Rows from a dataset —
* Begin *

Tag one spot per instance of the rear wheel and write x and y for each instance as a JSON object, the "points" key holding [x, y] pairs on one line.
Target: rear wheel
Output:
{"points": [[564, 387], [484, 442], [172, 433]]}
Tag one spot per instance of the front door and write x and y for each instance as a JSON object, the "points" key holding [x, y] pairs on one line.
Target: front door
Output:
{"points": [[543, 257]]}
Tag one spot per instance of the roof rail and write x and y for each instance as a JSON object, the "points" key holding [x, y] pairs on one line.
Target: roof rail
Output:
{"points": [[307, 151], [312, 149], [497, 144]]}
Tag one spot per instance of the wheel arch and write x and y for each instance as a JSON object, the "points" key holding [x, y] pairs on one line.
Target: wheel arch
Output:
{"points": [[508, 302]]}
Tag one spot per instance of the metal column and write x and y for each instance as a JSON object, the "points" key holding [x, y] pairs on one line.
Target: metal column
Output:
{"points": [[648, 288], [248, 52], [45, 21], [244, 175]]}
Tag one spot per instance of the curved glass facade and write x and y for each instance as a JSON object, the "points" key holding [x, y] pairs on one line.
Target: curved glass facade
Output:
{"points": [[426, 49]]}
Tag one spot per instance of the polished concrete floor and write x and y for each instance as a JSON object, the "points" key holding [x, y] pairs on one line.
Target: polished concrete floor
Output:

* End *

Directions for this task —
Rewrite only the lines starting at the one that contains "Tag one spot per instance of the metal" and ending at the last line, replacing "JSON object" with "JSON record" and leaving everything else unchanged.

Completed task —
Tag one spot per instance of the metal column and write x and y for each instance as a JSON record, the "points" key holding [x, y] pairs on one line.
Target: metal column
Output:
{"points": [[648, 288], [248, 52], [45, 21], [244, 175]]}
Tag one spot per instance of the curved glass facade and write x and y for each instance as a JSON record, the "points" key holding [x, y] pairs on one line.
Target: curved glass facade
Output:
{"points": [[426, 49]]}
Tag one spot per instance of the polished concrete floor and write x and y for each instance as a JSON record, the "points" key holding [x, y] pairs on one line.
Target: polished concrete floor
Output:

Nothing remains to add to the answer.